*Goal*. Copy the material from the line containing "wall. Return only the coordinates." up to and including the line containing "(1057, 793)", requests included. Scale every coordinate in the answers by 2.15 and round each result to a whole number, rounding halves up.

*Records to use*.
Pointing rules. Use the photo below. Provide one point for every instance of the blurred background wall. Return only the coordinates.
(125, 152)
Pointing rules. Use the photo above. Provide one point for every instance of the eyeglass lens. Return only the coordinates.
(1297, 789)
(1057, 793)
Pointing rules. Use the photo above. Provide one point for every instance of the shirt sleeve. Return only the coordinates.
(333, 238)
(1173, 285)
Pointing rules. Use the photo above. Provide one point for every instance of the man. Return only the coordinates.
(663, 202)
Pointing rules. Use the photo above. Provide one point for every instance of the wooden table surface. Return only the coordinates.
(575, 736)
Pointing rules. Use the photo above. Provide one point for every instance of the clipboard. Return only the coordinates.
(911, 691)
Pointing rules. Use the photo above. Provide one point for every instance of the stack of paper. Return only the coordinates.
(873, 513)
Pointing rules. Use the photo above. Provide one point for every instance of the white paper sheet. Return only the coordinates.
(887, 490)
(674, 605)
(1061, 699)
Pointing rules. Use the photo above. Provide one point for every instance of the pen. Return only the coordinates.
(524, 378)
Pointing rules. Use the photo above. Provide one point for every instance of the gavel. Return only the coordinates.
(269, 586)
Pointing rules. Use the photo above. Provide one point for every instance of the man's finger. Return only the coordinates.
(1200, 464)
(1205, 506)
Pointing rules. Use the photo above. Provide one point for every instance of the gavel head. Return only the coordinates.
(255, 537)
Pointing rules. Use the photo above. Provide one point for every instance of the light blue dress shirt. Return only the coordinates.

...

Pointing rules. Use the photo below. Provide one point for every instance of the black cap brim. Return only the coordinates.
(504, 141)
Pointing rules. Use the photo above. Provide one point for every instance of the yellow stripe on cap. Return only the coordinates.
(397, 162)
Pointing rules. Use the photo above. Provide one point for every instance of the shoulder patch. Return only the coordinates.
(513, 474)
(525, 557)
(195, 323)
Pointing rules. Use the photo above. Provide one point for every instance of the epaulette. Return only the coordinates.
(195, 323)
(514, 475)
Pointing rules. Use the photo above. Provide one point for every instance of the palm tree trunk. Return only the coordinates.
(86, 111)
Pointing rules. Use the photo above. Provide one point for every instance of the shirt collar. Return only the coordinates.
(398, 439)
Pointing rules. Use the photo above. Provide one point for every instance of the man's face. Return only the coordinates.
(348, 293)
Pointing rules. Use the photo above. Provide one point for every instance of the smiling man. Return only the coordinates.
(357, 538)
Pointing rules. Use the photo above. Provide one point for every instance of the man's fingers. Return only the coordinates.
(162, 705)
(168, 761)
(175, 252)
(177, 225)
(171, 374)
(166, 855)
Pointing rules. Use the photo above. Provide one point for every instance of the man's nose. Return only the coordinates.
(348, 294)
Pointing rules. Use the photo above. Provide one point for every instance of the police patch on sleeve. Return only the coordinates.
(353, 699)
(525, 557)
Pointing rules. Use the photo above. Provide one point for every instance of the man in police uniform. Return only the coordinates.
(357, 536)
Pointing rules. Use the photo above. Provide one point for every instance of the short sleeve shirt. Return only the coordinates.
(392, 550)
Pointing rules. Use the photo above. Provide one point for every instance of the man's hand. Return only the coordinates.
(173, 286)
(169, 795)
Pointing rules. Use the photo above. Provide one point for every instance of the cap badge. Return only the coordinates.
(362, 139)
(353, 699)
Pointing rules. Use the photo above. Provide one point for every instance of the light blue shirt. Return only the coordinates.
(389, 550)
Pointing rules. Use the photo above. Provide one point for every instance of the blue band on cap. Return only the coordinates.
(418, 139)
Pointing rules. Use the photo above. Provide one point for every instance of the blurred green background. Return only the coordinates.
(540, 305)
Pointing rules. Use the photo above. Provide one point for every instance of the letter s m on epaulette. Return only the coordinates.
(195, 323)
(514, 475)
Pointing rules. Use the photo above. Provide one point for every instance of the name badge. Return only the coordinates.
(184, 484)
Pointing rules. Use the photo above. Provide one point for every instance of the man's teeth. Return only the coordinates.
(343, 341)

*Task result*.
Pointing rules. Use the photo below. Provide one point for every instance of the blurred background wall. Return only the coordinates.
(269, 327)
Pointing rules. Use the photo above. Provide one point for every instance of the eyeglass lens. Return only the coordinates.
(2789, 1696)
(2273, 1705)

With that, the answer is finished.